● **ARBEITSAUFTRÄGE**
• a. Beantworte die folgenden Fragen zum Textauszug über das Mittelrheintal:
(i) Wie heißt die Wirtin der historischen Weinwirtschaft?
(ii) In welchem Ort liegt diese Weinwirtschaft?
(iii) Was geben die Stammgäste in ihre Weinschorle, damit sie sprudelt?
• b. Schreibe den Textauszug über die Erkundungen im Mittelrheintal nach dem letzten Satz weiter.

● **TEXTAUSZUG**

──────

Wie ich mit einem Bein versuche sesshaft auf der Burg Sooneck zu werden, und mit dem anderen Bein ständig unterwegs bin im Mittelrheintal. Eine Geschichte in sieben Bildern
Und was machst du jetzt als Burgenbloggerin? Fragen mich alle. Ich taste mich heran. In konzentrischen Kreisen reise ich um die Burg Sooneck herum und gucke mir die Gegend an. Mal probiere ich, mal provoziere ich. Hier ein romantisierender Abklatsch der ersten drei Wochen:
Zu Gast war ich in der historischen Weinwirtschaft in Oberwesel. Völlig zu unrecht wird sie von Stammgästen gern „hysterische Weinwirtschaft“ genannt. Dabei ist Wirtin Iris doch das genaue Gegenteil, sie ist gelassen, großzügig und erzählt die schönsten Kneipengeschichten. Sie hat sogar ein Bett in ihr Wirtshaus gebaut, die Schloafstubb. Ich durfte sofort am Stammtisch sitzen. Bei Siggi, Sieke & Co. Die haben mir gezeigt, dass sie immer ein paar Milchreiskörner in ihre Weinschorle tun. Dann sprudelt’s so schön. Der Siggi bringt dafür sogar seinen eigenen Becher Milchreis mit. Den streut er dann ins Duppe-Glas und freut sich. Wir hatten einen guten Abend.

──────

● **AUSGEWÄHLTE DATENSÄTZE**
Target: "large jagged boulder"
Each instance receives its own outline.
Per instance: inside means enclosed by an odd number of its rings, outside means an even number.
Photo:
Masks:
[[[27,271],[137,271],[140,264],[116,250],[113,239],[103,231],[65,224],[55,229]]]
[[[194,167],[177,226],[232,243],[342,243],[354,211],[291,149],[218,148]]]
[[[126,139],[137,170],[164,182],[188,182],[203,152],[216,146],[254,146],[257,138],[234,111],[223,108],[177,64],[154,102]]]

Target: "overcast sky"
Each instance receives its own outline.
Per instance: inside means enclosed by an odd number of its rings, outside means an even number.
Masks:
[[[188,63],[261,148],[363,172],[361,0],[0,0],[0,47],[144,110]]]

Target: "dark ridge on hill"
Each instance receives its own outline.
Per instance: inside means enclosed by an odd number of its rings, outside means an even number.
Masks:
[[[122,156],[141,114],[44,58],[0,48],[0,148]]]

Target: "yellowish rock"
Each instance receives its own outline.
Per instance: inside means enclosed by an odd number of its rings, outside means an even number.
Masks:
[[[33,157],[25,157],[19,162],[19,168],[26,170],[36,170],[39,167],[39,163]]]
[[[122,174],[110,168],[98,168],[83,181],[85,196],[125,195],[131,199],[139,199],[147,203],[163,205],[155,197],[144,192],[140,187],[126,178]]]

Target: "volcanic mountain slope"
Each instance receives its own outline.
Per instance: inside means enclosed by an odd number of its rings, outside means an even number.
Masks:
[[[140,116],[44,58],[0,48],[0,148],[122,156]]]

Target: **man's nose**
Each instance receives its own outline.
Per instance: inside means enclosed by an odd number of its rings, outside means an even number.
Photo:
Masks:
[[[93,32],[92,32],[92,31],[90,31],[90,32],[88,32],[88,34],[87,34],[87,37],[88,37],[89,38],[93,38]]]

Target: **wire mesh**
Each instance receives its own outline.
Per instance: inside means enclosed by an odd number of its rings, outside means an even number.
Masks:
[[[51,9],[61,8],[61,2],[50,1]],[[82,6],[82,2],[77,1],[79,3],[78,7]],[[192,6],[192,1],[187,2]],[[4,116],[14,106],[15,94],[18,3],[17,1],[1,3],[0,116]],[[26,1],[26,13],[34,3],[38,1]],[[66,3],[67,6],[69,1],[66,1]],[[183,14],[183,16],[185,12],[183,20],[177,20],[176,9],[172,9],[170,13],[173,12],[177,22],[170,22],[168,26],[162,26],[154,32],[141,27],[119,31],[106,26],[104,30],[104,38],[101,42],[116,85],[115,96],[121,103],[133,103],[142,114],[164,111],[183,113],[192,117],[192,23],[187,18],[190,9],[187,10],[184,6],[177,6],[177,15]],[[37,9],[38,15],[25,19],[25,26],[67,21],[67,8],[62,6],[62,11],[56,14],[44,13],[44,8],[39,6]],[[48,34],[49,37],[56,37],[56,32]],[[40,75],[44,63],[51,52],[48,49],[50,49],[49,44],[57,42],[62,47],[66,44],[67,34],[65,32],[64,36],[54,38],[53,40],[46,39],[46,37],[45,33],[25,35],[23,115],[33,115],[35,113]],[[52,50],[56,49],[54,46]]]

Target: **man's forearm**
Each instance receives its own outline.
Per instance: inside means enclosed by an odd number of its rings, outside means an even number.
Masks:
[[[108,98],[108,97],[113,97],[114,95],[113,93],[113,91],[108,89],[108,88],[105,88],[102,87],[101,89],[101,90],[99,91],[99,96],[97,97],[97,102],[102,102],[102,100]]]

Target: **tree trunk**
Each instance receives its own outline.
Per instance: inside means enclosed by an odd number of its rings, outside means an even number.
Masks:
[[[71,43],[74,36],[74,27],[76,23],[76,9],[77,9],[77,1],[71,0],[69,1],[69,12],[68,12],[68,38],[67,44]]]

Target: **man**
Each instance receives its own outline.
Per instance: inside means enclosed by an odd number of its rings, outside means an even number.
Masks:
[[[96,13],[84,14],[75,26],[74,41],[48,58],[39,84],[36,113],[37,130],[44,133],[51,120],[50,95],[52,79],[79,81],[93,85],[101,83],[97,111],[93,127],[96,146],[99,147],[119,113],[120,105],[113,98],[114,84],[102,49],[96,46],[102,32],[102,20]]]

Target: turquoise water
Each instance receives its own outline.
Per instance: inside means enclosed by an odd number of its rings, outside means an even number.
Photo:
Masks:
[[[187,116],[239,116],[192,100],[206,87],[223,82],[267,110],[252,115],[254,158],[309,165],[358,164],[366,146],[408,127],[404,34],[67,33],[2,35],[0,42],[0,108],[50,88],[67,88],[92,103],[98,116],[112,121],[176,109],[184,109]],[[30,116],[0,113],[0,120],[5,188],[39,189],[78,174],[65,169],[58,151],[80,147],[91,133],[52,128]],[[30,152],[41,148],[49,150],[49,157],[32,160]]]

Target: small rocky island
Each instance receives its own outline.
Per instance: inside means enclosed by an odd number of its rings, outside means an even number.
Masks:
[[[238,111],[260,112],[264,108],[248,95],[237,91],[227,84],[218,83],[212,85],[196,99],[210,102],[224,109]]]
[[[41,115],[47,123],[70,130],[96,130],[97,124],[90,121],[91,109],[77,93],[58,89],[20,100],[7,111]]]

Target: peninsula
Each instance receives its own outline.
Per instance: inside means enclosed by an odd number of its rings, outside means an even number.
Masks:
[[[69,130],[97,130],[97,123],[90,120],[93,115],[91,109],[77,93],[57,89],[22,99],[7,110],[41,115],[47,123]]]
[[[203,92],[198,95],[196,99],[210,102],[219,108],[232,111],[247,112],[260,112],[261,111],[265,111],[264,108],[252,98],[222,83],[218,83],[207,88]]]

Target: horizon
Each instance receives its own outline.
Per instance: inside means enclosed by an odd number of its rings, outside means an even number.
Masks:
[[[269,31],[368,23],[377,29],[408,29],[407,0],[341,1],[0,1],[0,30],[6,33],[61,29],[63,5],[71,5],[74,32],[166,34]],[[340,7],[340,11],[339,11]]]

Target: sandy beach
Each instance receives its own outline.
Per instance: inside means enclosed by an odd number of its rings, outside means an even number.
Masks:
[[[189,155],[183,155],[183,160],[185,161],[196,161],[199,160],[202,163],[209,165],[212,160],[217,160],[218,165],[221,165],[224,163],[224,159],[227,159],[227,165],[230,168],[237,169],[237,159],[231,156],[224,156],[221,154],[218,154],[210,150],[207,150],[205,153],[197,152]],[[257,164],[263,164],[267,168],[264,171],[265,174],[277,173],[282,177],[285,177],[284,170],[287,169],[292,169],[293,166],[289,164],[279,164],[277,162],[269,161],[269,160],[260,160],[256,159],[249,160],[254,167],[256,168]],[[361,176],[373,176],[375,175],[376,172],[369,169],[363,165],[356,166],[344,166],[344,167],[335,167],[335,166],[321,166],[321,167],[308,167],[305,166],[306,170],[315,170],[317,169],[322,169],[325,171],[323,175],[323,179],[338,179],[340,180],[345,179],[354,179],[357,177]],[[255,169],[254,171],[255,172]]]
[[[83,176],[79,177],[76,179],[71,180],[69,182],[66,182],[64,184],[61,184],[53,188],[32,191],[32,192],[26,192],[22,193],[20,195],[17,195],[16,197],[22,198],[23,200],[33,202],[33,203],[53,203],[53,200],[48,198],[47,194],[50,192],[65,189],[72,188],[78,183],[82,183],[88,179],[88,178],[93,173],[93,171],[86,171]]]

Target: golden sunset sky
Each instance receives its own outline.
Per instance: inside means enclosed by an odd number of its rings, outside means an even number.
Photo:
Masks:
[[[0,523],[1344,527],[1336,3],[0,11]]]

──────

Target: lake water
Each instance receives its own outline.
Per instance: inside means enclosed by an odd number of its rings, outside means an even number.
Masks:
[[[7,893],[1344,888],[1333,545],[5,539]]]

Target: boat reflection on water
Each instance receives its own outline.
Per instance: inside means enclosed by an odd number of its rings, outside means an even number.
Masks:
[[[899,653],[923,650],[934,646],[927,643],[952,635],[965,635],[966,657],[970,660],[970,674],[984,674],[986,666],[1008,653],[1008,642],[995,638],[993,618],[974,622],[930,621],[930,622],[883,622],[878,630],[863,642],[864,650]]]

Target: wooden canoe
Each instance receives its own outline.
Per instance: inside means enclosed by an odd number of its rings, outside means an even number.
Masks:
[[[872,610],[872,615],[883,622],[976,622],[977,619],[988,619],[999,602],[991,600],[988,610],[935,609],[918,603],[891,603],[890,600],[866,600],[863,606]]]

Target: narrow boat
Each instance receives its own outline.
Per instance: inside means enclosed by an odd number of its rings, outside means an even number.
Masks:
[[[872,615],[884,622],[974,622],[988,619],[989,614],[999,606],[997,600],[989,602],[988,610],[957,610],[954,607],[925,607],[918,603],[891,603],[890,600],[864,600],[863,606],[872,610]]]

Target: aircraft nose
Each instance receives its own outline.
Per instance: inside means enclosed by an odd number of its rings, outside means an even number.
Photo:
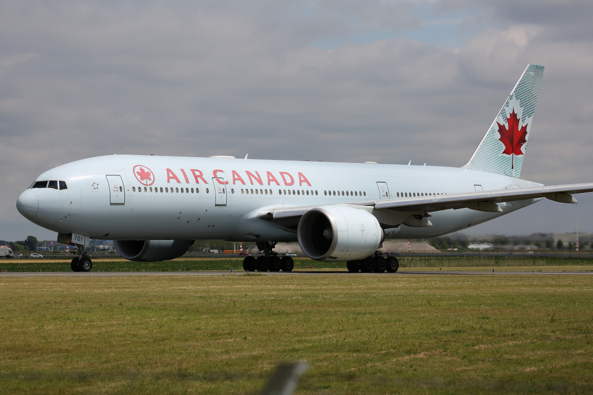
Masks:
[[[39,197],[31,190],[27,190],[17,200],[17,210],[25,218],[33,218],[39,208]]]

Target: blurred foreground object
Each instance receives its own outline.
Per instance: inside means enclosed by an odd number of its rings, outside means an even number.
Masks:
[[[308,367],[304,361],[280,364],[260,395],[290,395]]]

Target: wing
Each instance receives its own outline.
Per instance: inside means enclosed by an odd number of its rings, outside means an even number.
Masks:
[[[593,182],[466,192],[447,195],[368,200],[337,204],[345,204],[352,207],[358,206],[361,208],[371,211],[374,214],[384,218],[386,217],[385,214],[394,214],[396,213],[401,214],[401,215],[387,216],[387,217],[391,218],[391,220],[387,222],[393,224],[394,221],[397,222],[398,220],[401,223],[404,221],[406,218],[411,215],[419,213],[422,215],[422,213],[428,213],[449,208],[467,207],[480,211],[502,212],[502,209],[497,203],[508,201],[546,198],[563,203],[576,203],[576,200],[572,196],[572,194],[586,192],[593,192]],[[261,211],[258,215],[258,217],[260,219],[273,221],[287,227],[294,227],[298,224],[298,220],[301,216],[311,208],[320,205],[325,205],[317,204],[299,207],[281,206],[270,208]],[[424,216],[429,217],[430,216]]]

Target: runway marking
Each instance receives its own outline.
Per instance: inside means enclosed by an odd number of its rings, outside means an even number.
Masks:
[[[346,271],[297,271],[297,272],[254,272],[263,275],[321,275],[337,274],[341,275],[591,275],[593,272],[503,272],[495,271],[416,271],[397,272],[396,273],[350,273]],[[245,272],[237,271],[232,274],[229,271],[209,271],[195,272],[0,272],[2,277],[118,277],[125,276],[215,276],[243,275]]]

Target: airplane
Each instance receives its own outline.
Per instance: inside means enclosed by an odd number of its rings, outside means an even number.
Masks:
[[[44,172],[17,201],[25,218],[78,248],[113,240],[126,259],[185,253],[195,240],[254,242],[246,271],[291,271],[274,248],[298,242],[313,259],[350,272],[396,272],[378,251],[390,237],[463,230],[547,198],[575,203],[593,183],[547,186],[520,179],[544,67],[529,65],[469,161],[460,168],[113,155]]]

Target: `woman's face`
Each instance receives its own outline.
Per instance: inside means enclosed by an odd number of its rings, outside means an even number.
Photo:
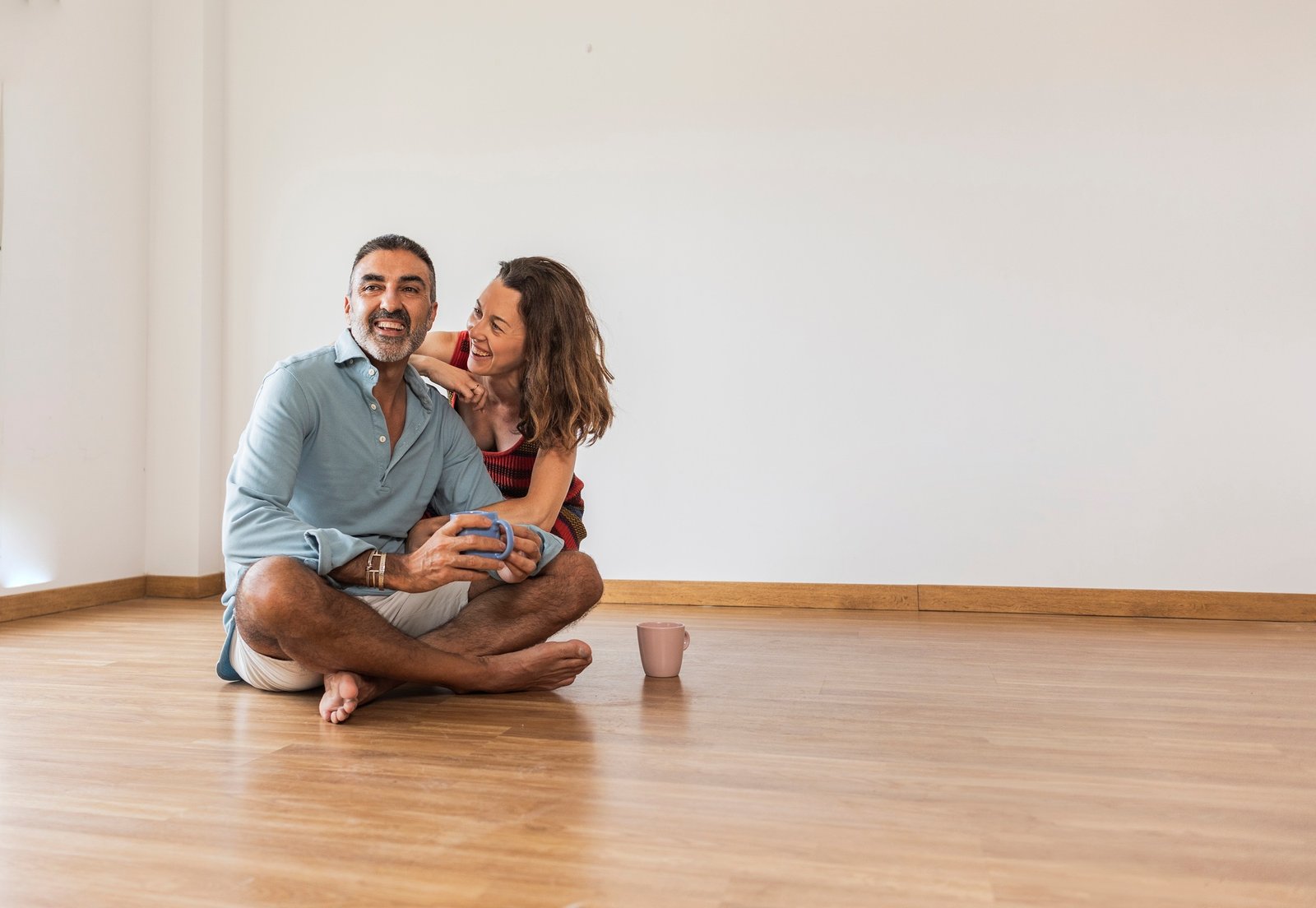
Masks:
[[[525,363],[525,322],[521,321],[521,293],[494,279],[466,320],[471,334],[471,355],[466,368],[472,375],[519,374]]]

──────

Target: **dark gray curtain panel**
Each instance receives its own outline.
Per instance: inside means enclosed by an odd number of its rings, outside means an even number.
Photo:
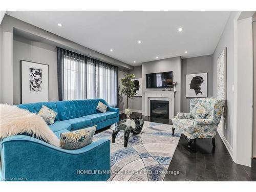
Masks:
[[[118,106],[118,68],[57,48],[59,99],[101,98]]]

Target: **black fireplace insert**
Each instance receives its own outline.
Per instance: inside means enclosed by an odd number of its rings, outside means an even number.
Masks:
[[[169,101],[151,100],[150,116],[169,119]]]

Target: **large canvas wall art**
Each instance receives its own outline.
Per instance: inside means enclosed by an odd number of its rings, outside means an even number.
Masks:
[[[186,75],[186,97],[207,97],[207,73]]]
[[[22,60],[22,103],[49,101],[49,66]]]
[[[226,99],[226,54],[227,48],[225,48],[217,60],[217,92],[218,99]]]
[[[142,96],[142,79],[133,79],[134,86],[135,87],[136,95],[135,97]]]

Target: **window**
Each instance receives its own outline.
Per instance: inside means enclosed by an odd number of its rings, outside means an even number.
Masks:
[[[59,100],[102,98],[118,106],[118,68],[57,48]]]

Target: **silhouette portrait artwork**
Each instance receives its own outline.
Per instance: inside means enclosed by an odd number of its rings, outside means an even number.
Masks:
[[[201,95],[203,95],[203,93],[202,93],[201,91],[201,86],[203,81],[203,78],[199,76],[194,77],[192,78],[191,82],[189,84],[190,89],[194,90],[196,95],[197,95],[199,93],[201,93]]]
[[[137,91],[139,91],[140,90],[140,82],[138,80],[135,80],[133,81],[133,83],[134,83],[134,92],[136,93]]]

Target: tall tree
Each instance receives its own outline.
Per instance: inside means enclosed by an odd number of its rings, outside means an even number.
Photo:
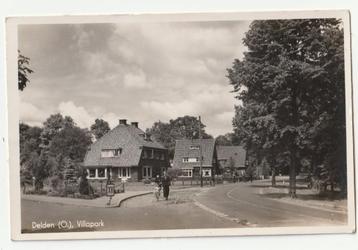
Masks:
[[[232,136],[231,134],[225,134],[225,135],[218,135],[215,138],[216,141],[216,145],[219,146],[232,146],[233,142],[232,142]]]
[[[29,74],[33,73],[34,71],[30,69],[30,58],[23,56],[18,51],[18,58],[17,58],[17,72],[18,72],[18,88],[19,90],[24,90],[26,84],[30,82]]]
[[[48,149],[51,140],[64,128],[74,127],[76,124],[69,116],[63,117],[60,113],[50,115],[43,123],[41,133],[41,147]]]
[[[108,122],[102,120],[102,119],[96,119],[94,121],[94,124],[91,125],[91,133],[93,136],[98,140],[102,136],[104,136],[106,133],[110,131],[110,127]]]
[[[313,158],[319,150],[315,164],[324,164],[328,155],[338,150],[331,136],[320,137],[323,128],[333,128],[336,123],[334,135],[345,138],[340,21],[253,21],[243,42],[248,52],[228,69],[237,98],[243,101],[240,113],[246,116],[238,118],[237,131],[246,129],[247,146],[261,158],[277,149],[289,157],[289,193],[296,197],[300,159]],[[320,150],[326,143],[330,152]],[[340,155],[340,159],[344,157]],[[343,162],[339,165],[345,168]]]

──────

● **LÖSUNGEN**
• a.
(i) Iris
(ii) Oberwesel
(iii) Ein paar Milchreiskörner

• b.
Dann saß ich in Stübers Restaurant in Bacharach und habe gestaunt, wie nah an meinem köstlichen Teller Spargel die Güterzüge auf der Stadtmauer vorbeifahren. Die reizenden Wirtsleute kümmert’s kaum. Das gleiche Bild bei Said in Niederheimbach. Der Afghane betreibt den Viertäler-Imbiss, er ist jetzt mein Falafel-Dealer Nummer 1 (hat ja sonst auch nichts offen hier in Niederheimbach…). Egal ob bei Gourmetküche oder Schnellimbiss, immer wieder rauschen vor der Tür die Güterzüge vorbei. Die Leute, die hier schon lange leben, reden dann einfach weiter. Mit mittelrheinischem Stoizismus sprechen sie bei gleichbleibender Lautstärke gegen den Bahnlärm an. Sie brüllen nicht, sie schweigen nicht. Sie tun einfach so, als gäbe es die Züge nicht. In diesem Gesprächsmomenten, so habe ich gelernt, muss man Lippenlesen und nicken.
Noch einen Klassiker habe ich abgehakt: Ich war auf dem Rheinsteig wandern mit einer Gruppe junger Menschen. Die waren aus Frankfurt ins Mittelrheintal gekommen. Städter auf dem Land! Junge Menschen im Mittelrheintal! Verrückt! Ein Pfadfinder unter ihnen hatte sie hergelockt, wohlwissend um die schönen Wanderwege. Ich hatte den sieben Zwergen den Frühstückstisch auf der Burg gedeckt und dann sind wir losmarschiert, von Lorch nach Kaub. Also war ich auch schon auf der „ebschen Seite“, wie die Linksrheiner hier sagen. Landschaftlich irre schön. Zwischendurch ein Weinausschank mitten im Wald, so muss das sein. In Kaub packte mich beim Rückweg ein bisschen der Blues, weil es alles so verlassen aussah. Vielleicht lag’s auch am Nieselregen. Oder an diesem Schild, das so trostlos ist, dass es nicht ins optische Konzept dieses Beitrags passt.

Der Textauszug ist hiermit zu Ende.